* _WORK INSTRUCTIONS_
State how many lines of the entries hold the string "pixels", and output nothing but that count.

Saved data entries:
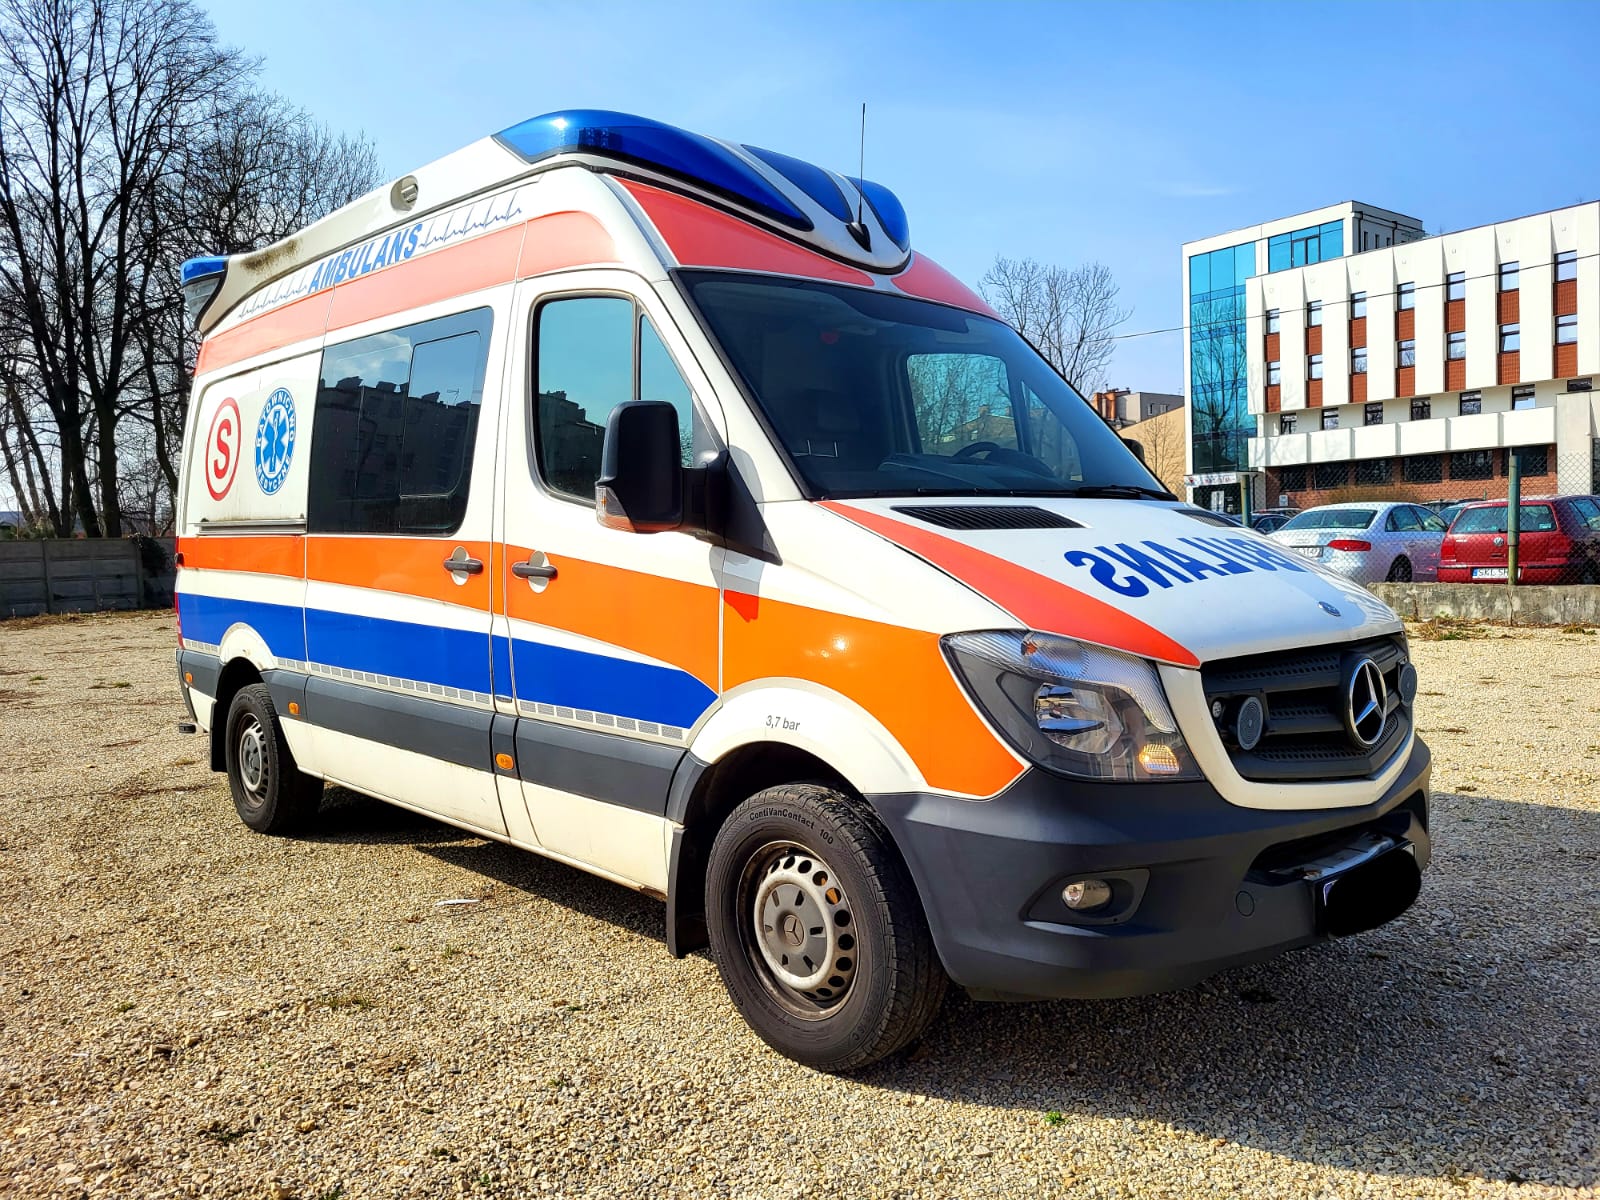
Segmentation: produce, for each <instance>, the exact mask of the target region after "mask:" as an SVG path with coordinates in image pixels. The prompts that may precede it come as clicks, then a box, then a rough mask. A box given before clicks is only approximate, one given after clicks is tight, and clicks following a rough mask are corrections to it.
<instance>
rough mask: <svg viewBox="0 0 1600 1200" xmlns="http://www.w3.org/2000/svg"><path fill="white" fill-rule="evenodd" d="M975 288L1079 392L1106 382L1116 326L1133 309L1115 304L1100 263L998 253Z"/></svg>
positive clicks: (1114, 285) (1113, 340) (1110, 284)
mask: <svg viewBox="0 0 1600 1200" xmlns="http://www.w3.org/2000/svg"><path fill="white" fill-rule="evenodd" d="M979 288H981V290H982V294H984V299H987V301H989V302H990V304H992V306H994V307H995V312H998V314H1000V315H1002V317H1003V318H1005V320H1006V322H1008V323H1010V325H1011V326H1013V328H1014V330H1016V331H1018V333H1021V334H1022V336H1024V338H1027V339H1029V341H1030V342H1032V344H1034V346H1035V349H1038V352H1040V354H1042V355H1045V358H1048V360H1050V365H1051V366H1054V368H1056V370H1058V371H1059V373H1061V378H1062V379H1066V381H1067V382H1069V384H1072V386H1074V387H1075V389H1077V390H1078V392H1080V394H1082V395H1091V394H1093V392H1096V390H1099V389H1101V387H1102V386H1104V384H1106V370H1107V368H1109V366H1110V357H1112V350H1114V349H1115V333H1117V326H1118V325H1122V323H1123V322H1126V320H1128V317H1131V315H1133V309H1123V307H1120V306H1118V304H1117V294H1118V288H1117V283H1115V280H1112V277H1110V267H1107V266H1104V264H1102V262H1085V264H1083V266H1078V267H1059V266H1048V264H1045V262H1040V261H1038V259H1032V258H1021V259H1018V258H1005V256H998V258H995V262H994V266H992V267H989V270H987V274H984V277H982V280H979Z"/></svg>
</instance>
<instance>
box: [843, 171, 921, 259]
mask: <svg viewBox="0 0 1600 1200" xmlns="http://www.w3.org/2000/svg"><path fill="white" fill-rule="evenodd" d="M846 178H848V179H850V182H853V184H854V186H856V187H859V189H861V194H862V195H864V197H867V203H869V205H872V211H874V213H877V214H878V224H880V226H883V232H885V234H888V235H890V242H893V243H894V245H896V246H899V248H901V250H910V221H907V219H906V208H904V206H902V205H901V202H899V197H898V195H894V192H891V190H890V189H886V187H885V186H883V184H875V182H872V181H870V179H856V176H853V174H851V176H846Z"/></svg>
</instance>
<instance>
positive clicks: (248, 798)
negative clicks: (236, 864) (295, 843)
mask: <svg viewBox="0 0 1600 1200" xmlns="http://www.w3.org/2000/svg"><path fill="white" fill-rule="evenodd" d="M226 752H227V786H229V790H232V794H234V808H235V810H237V811H238V819H240V821H243V822H245V824H246V826H250V827H251V829H254V830H256V832H258V834H293V832H294V830H298V829H302V827H304V826H306V824H307V822H309V821H310V818H312V816H315V813H317V805H318V802H320V800H322V779H314V778H312V776H309V774H302V773H301V770H299V768H298V766H296V765H294V754H293V752H291V750H290V744H288V741H286V739H285V738H283V728H282V725H280V723H278V710H277V707H275V706H274V704H272V693H270V691H269V690H267V685H266V683H251V685H250V686H246V688H240V690H238V693H237V694H235V696H234V702H232V704H230V706H229V709H227V741H226Z"/></svg>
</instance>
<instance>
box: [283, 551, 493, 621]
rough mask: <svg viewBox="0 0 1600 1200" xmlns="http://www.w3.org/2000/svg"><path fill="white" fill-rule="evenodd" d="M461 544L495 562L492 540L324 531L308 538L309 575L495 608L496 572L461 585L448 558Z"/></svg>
mask: <svg viewBox="0 0 1600 1200" xmlns="http://www.w3.org/2000/svg"><path fill="white" fill-rule="evenodd" d="M458 546H461V547H462V549H466V552H467V555H469V557H470V558H477V560H478V562H482V563H485V566H486V565H488V562H490V544H488V542H474V541H459V539H454V538H362V536H339V534H320V536H310V538H307V539H306V578H307V579H312V581H317V582H325V584H347V586H350V587H371V589H374V590H379V592H397V594H400V595H416V597H422V598H424V600H443V602H445V603H448V605H464V606H467V608H482V610H483V611H485V613H486V611H488V608H490V574H488V571H486V570H485V571H483V573H480V574H469V576H467V581H466V582H464V584H458V582H456V581H454V578H453V576H451V574H450V571H446V570H445V558H448V557H450V555H451V552H453V550H454V549H456V547H458Z"/></svg>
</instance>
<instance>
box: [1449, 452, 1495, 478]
mask: <svg viewBox="0 0 1600 1200" xmlns="http://www.w3.org/2000/svg"><path fill="white" fill-rule="evenodd" d="M1450 478H1453V480H1454V478H1461V480H1467V478H1494V451H1493V450H1461V451H1456V453H1454V454H1451V456H1450Z"/></svg>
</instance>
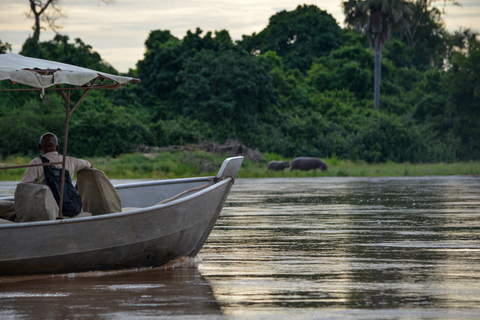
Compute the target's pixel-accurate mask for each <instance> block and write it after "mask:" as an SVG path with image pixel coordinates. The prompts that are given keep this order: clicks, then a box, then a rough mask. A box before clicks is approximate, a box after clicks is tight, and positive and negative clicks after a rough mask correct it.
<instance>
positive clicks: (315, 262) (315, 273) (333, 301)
mask: <svg viewBox="0 0 480 320" xmlns="http://www.w3.org/2000/svg"><path fill="white" fill-rule="evenodd" d="M445 179H447V180H448V178H430V177H427V178H393V179H392V178H360V179H357V178H318V179H266V180H267V181H266V183H265V184H262V183H261V182H259V185H256V184H253V185H248V188H249V189H247V187H246V186H242V185H240V186H237V185H236V186H235V187H236V188H237V190H238V193H237V194H235V188H234V189H233V194H232V195H233V199H232V205H231V206H230V205H229V203H227V206H226V208H225V209H224V213H223V217H221V220H220V221H219V223H220V225H221V230H220V231H217V235H221V237H223V236H225V238H224V240H225V239H227V238H228V239H230V241H232V240H235V241H238V239H240V242H241V244H239V245H238V246H236V245H233V246H231V247H230V250H231V252H234V253H232V254H233V255H234V256H235V257H236V260H237V261H242V262H240V263H244V264H245V265H248V269H251V270H257V271H259V274H260V275H259V274H243V277H242V280H244V281H246V280H245V279H249V280H251V281H253V282H255V280H254V279H256V280H258V283H261V281H265V282H266V281H267V279H266V278H267V276H266V275H267V274H268V275H269V276H270V277H272V278H274V280H272V281H274V282H275V285H272V287H270V289H269V290H266V289H265V290H263V292H262V294H260V293H257V294H254V293H252V294H251V296H249V295H248V294H244V295H243V300H241V299H240V301H243V303H247V302H250V303H252V304H258V305H261V304H262V303H264V305H266V301H268V304H270V305H276V306H289V307H297V308H302V307H315V306H317V307H321V306H337V307H338V306H346V307H349V308H367V309H370V308H376V309H383V308H401V307H414V308H415V307H419V306H425V305H430V306H431V305H433V304H436V305H441V304H443V305H445V303H446V302H445V299H444V296H443V295H441V294H439V293H438V291H436V290H435V289H436V288H438V287H439V286H444V285H445V280H447V281H448V277H449V275H448V274H445V273H443V272H441V270H442V269H443V266H444V264H445V261H447V260H448V259H449V256H450V255H451V253H448V252H446V251H445V250H442V243H445V242H448V241H450V240H452V237H453V234H452V231H453V230H451V229H450V228H449V226H448V225H449V223H450V222H451V221H452V219H457V218H458V215H454V216H452V215H450V214H448V213H447V212H446V211H449V210H451V209H452V208H457V205H456V204H455V203H452V201H455V200H454V199H450V200H447V199H446V197H445V194H446V193H447V194H448V193H450V192H454V193H455V190H451V189H449V187H446V186H445V183H443V182H442V181H445ZM291 181H292V182H293V183H290V182H291ZM447 185H451V184H449V183H447ZM477 191H478V187H477ZM453 198H455V197H453ZM475 199H478V195H477V196H476V198H475ZM477 201H478V200H477ZM229 212H231V214H229ZM457 226H458V227H459V228H461V226H460V225H457ZM461 232H463V231H461ZM239 235H241V236H239ZM213 245H215V246H218V247H220V246H221V245H222V244H221V243H220V242H214V243H213ZM262 254H264V255H262ZM257 256H262V258H258V260H255V261H252V260H254V259H256V257H257ZM244 260H246V261H248V262H243V261H244ZM232 263H233V262H232ZM244 267H245V266H244ZM260 270H268V272H265V273H264V274H263V276H262V275H261V274H262V273H261V271H260ZM259 279H260V280H259ZM293 283H301V284H303V285H295V284H293ZM259 285H260V284H259ZM447 286H448V284H447ZM214 289H216V285H215V286H214ZM248 289H249V286H248V285H245V288H243V291H244V292H245V291H247V290H248ZM229 294H233V293H231V292H230V291H229V290H228V288H226V289H224V290H222V291H221V295H222V297H223V298H222V301H223V300H228V299H229ZM288 297H292V299H289V298H288ZM238 300H239V298H238V297H237V298H236V299H235V303H236V304H239V302H238Z"/></svg>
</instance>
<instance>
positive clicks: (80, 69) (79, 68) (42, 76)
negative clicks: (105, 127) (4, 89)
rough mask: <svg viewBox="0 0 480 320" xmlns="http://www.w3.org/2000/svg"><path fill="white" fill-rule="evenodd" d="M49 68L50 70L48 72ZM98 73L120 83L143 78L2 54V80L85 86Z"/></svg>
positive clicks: (120, 83)
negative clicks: (138, 77) (97, 70)
mask: <svg viewBox="0 0 480 320" xmlns="http://www.w3.org/2000/svg"><path fill="white" fill-rule="evenodd" d="M46 70H48V72H47V73H46V72H44V71H46ZM98 77H101V78H104V79H109V80H112V81H114V82H115V85H117V86H118V85H125V84H126V83H127V82H130V81H136V82H138V81H139V80H138V79H134V78H130V77H122V76H117V75H113V74H108V73H104V72H100V71H95V70H91V69H87V68H82V67H77V66H73V65H70V64H66V63H61V62H55V61H48V60H42V59H36V58H29V57H24V56H22V55H19V54H17V53H6V54H0V81H2V80H11V81H13V82H17V83H21V84H25V85H28V86H31V87H35V88H41V89H45V88H48V87H51V86H54V85H57V84H71V85H76V86H82V85H84V84H87V83H88V82H89V81H91V80H93V79H95V78H98Z"/></svg>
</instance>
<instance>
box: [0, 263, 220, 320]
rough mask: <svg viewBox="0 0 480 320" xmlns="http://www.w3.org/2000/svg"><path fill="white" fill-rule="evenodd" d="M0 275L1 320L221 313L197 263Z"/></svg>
mask: <svg viewBox="0 0 480 320" xmlns="http://www.w3.org/2000/svg"><path fill="white" fill-rule="evenodd" d="M185 260H186V259H182V260H177V261H176V262H175V263H176V265H173V266H172V265H170V267H169V268H167V269H165V268H155V269H147V270H133V271H123V272H118V271H116V272H87V273H78V274H67V275H55V276H23V277H10V278H0V318H1V319H19V318H24V319H58V320H65V319H74V318H77V319H87V318H88V319H102V318H103V319H105V318H107V319H132V318H148V317H155V319H157V318H159V317H172V316H182V317H183V316H188V315H204V316H207V315H208V316H213V315H218V314H221V311H220V307H219V305H218V303H217V301H216V300H215V297H214V295H213V291H212V288H211V286H210V284H209V282H208V281H207V280H205V278H203V276H202V275H201V274H200V273H199V272H198V267H197V264H196V263H193V262H191V261H185Z"/></svg>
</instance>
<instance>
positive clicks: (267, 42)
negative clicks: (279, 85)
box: [238, 5, 341, 72]
mask: <svg viewBox="0 0 480 320" xmlns="http://www.w3.org/2000/svg"><path fill="white" fill-rule="evenodd" d="M340 38H341V29H340V27H339V26H338V24H337V21H336V20H335V19H334V18H333V17H332V16H331V15H330V14H328V13H327V12H326V11H323V10H320V9H319V8H318V7H316V6H314V5H310V6H308V5H303V6H298V7H297V8H296V9H295V10H294V11H288V12H287V11H285V10H284V11H281V12H278V13H277V14H275V15H274V16H272V17H271V18H270V22H269V24H268V26H267V27H266V28H265V29H264V30H262V31H261V32H260V33H259V34H255V33H254V34H253V35H252V36H243V39H242V40H241V41H239V42H238V44H239V45H240V46H241V47H242V48H243V49H245V50H246V51H248V52H250V54H252V55H258V54H264V53H266V52H268V51H274V52H276V53H277V55H278V56H279V57H281V58H282V60H283V63H284V65H285V68H286V69H295V68H296V69H299V70H300V71H302V72H305V71H306V70H308V69H309V68H310V66H311V64H312V61H313V60H314V59H315V58H318V57H322V56H326V55H328V54H329V53H330V52H331V51H332V50H335V49H337V48H338V47H340V43H341V40H340Z"/></svg>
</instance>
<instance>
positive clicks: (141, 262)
mask: <svg viewBox="0 0 480 320" xmlns="http://www.w3.org/2000/svg"><path fill="white" fill-rule="evenodd" d="M1 80H10V81H11V82H12V83H21V84H24V85H28V86H30V87H33V89H25V88H23V87H22V88H19V89H10V90H9V91H17V90H18V91H24V90H39V91H41V96H42V97H44V95H45V92H46V91H48V90H54V91H58V92H60V93H61V95H62V97H63V98H64V100H65V101H66V119H65V137H64V141H65V144H64V149H63V150H64V156H65V153H66V150H67V140H68V139H67V138H68V123H69V117H70V115H71V113H72V112H73V111H74V110H75V109H76V108H77V107H78V105H79V103H80V102H81V101H82V100H83V98H84V97H85V96H86V94H87V93H88V92H89V91H90V90H96V89H115V88H118V87H120V86H124V85H126V84H127V83H129V82H139V81H140V80H139V79H134V78H129V77H122V76H116V75H110V74H105V73H102V72H97V71H94V70H90V69H85V68H80V67H76V66H71V65H67V64H63V63H57V62H52V61H46V60H41V59H33V58H27V57H23V56H20V55H18V54H13V53H10V54H0V81H1ZM70 90H83V91H84V94H83V95H82V97H81V98H80V99H79V100H78V101H77V103H76V104H75V105H74V106H73V107H72V108H71V100H70ZM242 161H243V157H232V158H228V159H226V160H225V161H224V163H223V164H222V166H221V168H220V170H219V172H218V174H217V176H215V177H197V178H187V179H172V180H163V181H151V182H142V183H134V184H125V185H119V186H116V187H115V188H116V190H117V193H118V196H119V197H120V199H121V203H122V207H124V208H125V207H129V210H128V211H126V210H125V209H123V210H121V211H120V210H119V212H114V213H108V214H101V215H93V216H88V217H80V218H78V217H76V218H71V219H62V218H63V216H62V210H61V206H60V212H59V218H61V219H57V220H47V221H35V222H22V223H13V222H9V221H7V220H3V219H0V244H1V249H0V276H6V275H24V274H46V273H47V274H50V273H70V272H81V271H92V270H114V269H126V268H141V267H153V266H159V265H162V264H165V263H167V262H169V261H171V260H173V259H176V258H178V257H181V256H195V255H196V254H197V253H198V252H199V250H200V249H201V248H202V246H203V244H204V243H205V241H206V240H207V238H208V236H209V234H210V232H211V231H212V229H213V227H214V225H215V222H216V221H217V218H218V216H219V214H220V212H221V210H222V208H223V205H224V203H225V201H226V199H227V196H228V194H229V192H230V189H231V187H232V184H233V183H234V179H235V177H236V175H237V173H238V170H239V169H240V166H241V163H242ZM54 164H62V167H63V168H64V167H65V166H64V164H65V158H64V159H63V161H62V162H59V163H51V164H50V165H54ZM47 165H48V164H47ZM17 167H19V166H15V167H3V168H0V169H10V168H17ZM62 174H63V175H64V174H65V173H64V172H63V173H62ZM62 180H63V179H62ZM61 190H63V187H62V189H61ZM62 196H63V195H62ZM0 200H13V197H7V198H2V199H0ZM60 203H62V200H61V199H60Z"/></svg>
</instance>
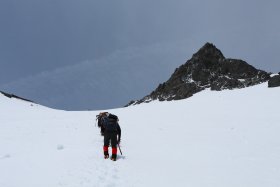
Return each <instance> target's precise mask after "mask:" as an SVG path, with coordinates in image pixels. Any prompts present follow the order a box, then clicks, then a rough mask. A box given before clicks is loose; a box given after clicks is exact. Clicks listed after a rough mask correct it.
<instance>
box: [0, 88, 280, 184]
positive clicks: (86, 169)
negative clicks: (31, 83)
mask: <svg viewBox="0 0 280 187" xmlns="http://www.w3.org/2000/svg"><path fill="white" fill-rule="evenodd" d="M279 94H280V88H279V87H277V88H271V89H268V88H267V83H263V84H260V85H257V86H253V87H248V88H245V89H237V90H223V91H220V92H216V91H209V90H208V89H207V90H205V91H204V92H199V93H197V94H195V95H194V96H193V97H191V98H189V99H185V100H179V101H171V102H158V101H154V102H151V103H147V104H141V105H136V106H131V107H127V108H120V109H115V110H109V112H112V113H114V114H116V115H118V116H119V118H120V125H121V127H122V132H123V133H122V142H121V148H122V151H123V155H122V156H121V155H119V157H118V160H117V162H112V161H110V160H104V159H103V155H102V137H101V136H100V135H99V129H98V128H97V127H95V125H94V123H95V115H96V114H98V113H99V111H81V112H78V111H77V112H66V111H60V110H53V109H49V108H46V107H43V106H40V105H31V104H30V103H29V102H26V101H22V100H17V99H15V98H14V99H10V98H7V97H4V96H2V95H1V94H0V115H1V118H0V126H1V131H0V137H1V141H0V147H1V149H0V176H1V178H0V186H5V187H38V186H40V187H50V186H52V187H61V186H67V187H77V186H84V187H92V186H125V187H126V186H127V187H131V186H136V187H137V186H139V187H140V186H192V187H201V186H204V187H207V186H209V187H212V186H215V187H224V186H227V187H237V186H254V187H263V186H280V179H279V175H280V158H279V154H280V149H279V145H280V138H279V133H278V132H279V131H280V127H279V123H280V120H279V114H278V113H279V112H278V110H277V109H278V106H279V104H280V101H279Z"/></svg>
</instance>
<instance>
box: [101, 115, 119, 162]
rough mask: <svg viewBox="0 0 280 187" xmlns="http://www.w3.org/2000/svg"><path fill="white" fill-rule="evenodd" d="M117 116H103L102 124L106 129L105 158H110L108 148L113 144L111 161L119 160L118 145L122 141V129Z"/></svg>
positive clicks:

* _YOUR SOLUTION_
2